[Treść polecenia]: Wskaż każdy wiersz poniżej, w którym występuje słowo „cloud”, i przepisz go w całości. Wielkość liter ma znaczenie.

[Dostarczony materiał]:
────
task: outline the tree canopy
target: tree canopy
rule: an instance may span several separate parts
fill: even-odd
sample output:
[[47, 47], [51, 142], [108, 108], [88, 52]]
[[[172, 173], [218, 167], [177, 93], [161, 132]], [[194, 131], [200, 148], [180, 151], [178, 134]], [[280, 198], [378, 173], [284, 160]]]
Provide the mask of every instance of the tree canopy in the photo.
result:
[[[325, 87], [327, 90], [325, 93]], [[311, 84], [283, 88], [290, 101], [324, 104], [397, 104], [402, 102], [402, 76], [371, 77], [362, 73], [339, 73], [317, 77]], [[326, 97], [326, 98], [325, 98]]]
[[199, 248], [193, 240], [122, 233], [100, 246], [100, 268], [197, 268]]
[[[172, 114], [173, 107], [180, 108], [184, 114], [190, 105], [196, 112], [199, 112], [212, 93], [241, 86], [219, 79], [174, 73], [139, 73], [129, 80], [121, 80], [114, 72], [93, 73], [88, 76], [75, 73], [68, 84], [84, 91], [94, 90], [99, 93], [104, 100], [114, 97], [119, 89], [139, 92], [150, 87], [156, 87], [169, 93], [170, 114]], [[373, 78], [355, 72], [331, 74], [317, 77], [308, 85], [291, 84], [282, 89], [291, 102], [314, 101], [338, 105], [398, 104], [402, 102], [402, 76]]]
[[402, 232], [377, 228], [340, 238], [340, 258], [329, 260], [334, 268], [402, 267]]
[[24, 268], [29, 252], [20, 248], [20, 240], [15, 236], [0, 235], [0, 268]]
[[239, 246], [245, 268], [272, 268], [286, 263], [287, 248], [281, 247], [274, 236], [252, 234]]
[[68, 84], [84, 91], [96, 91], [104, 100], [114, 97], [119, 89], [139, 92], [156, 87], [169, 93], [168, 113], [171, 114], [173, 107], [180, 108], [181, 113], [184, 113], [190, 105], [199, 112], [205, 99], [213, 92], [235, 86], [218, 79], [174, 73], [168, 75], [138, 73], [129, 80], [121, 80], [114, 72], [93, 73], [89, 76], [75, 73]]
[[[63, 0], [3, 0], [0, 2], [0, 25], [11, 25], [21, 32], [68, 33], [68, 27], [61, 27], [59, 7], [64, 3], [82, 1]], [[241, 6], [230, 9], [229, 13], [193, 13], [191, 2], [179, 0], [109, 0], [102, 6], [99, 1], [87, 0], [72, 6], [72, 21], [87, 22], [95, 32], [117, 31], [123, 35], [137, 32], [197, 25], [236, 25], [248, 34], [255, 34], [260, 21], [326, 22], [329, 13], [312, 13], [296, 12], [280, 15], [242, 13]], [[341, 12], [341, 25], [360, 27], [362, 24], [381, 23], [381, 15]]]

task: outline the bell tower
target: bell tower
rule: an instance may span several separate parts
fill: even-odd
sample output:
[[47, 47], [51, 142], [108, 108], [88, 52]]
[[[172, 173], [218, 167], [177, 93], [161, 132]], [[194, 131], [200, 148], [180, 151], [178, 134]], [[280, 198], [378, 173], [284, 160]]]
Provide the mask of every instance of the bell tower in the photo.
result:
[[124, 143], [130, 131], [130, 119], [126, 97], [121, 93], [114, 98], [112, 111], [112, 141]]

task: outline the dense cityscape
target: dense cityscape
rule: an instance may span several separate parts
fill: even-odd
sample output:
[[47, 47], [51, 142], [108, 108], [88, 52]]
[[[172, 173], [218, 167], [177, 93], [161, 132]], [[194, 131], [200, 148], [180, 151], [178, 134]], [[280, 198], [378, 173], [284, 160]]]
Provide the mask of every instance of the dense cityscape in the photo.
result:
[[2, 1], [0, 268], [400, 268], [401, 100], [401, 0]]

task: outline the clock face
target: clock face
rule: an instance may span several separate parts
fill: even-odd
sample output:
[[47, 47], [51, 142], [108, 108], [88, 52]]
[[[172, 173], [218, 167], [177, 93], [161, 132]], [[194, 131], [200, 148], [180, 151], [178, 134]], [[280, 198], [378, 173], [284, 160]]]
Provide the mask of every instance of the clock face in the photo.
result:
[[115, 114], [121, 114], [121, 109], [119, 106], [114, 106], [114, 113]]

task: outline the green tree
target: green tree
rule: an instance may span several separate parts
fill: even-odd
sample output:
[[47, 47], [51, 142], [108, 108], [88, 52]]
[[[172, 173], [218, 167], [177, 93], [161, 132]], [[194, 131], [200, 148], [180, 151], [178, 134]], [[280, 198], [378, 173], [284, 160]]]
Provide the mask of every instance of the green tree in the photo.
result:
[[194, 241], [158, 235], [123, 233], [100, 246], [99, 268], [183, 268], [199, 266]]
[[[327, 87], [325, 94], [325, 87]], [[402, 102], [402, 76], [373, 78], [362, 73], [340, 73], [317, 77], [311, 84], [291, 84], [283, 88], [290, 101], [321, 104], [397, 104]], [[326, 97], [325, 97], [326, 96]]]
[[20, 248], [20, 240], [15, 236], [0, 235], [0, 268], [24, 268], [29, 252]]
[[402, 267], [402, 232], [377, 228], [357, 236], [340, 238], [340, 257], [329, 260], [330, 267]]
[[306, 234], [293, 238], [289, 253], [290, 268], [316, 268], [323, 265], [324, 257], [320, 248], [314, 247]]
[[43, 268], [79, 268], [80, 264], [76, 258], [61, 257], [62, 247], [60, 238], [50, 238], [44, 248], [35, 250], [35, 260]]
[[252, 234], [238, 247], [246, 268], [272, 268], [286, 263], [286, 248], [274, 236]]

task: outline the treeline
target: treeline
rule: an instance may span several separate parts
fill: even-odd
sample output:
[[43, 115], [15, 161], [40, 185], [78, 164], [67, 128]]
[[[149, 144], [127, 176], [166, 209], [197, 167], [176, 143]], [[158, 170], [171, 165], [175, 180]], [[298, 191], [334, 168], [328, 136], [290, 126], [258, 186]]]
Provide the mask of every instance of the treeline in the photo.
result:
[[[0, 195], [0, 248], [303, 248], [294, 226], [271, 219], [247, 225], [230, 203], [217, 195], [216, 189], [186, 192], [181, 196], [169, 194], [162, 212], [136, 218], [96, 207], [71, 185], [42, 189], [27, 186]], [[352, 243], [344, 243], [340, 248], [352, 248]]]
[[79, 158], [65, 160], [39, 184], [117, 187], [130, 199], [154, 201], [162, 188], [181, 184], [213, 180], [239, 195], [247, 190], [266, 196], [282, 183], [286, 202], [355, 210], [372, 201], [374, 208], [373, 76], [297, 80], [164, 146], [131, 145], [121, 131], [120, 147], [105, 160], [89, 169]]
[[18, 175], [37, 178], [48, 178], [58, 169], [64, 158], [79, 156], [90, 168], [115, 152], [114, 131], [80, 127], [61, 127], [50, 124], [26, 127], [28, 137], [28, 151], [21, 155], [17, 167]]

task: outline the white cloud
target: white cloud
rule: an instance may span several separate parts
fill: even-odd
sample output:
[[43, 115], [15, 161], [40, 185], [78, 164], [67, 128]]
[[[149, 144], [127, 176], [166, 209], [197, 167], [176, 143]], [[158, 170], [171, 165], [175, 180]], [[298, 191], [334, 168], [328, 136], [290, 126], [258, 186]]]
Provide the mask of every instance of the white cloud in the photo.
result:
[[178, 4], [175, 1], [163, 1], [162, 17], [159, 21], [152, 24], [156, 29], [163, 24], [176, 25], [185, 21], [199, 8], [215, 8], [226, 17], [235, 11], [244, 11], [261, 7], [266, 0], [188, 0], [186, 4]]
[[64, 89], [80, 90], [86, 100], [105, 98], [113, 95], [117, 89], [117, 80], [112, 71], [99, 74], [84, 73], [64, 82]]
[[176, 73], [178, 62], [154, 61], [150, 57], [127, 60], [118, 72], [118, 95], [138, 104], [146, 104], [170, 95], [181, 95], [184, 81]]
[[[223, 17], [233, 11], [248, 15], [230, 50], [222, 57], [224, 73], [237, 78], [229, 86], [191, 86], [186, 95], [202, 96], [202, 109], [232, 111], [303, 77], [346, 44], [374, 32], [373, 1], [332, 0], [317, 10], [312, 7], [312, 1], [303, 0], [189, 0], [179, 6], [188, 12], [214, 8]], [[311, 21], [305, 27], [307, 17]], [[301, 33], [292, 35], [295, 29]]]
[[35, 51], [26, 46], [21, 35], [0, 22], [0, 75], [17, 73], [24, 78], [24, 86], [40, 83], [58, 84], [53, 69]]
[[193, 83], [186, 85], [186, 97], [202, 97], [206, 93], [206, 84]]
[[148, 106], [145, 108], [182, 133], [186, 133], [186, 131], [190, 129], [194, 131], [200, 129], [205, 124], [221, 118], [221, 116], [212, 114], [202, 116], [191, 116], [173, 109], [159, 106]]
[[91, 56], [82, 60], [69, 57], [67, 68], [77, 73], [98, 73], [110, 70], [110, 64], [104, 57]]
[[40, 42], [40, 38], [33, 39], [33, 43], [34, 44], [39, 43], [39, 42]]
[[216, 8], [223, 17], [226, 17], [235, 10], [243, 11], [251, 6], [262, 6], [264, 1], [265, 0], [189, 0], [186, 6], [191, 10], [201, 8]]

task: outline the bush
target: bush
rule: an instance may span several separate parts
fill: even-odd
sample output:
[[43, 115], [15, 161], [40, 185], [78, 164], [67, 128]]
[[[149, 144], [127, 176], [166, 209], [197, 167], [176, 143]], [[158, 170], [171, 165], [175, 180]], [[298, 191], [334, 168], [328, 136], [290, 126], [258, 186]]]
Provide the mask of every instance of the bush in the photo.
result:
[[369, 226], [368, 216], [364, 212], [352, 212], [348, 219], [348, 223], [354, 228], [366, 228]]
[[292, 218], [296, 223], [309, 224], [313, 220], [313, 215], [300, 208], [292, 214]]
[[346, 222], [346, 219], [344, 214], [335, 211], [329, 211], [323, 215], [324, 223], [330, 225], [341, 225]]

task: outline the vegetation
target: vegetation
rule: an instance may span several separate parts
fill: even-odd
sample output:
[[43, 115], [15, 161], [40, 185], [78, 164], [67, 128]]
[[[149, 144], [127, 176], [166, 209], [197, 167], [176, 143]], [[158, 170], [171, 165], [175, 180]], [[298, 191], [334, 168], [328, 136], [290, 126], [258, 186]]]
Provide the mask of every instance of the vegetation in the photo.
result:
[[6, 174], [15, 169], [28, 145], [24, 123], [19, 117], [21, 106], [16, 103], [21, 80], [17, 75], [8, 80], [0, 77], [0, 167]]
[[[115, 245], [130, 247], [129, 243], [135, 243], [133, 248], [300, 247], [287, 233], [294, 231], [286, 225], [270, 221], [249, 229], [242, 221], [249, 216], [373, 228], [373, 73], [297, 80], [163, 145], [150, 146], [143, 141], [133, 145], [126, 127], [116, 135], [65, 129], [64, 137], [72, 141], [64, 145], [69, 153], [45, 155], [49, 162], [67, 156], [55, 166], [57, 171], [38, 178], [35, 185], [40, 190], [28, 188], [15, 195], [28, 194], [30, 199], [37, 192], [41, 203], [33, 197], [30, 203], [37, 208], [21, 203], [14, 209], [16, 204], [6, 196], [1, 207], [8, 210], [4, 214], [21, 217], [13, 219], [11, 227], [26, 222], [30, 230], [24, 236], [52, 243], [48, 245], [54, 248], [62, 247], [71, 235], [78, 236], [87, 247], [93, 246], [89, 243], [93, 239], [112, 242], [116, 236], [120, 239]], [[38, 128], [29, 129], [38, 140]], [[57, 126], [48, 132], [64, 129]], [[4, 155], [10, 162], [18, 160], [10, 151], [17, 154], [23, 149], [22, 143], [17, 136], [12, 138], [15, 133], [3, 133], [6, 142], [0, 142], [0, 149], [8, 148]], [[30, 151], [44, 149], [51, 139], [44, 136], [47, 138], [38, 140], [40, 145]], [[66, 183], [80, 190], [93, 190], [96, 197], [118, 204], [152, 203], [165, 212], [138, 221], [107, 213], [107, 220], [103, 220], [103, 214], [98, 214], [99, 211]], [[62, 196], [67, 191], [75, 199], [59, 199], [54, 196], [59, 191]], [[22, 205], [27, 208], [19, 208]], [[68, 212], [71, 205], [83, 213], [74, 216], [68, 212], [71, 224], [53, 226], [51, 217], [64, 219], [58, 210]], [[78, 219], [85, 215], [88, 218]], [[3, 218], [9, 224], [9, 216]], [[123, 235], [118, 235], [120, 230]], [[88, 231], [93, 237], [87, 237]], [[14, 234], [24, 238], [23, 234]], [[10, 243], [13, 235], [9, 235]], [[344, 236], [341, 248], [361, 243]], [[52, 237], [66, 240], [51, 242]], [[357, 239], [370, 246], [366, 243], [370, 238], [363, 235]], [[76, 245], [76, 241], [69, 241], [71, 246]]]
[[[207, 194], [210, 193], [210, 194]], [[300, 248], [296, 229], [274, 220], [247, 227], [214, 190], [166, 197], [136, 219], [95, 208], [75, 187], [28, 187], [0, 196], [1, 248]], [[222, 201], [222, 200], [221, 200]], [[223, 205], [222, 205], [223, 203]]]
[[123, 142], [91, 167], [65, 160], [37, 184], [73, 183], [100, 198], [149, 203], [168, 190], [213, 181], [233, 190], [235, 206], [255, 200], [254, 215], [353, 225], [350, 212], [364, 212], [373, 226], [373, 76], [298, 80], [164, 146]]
────
[Poprawna odpowiedź]:
task: outline the white cloud
target: white cloud
Provide the mask of every instance of the white cloud in the photo.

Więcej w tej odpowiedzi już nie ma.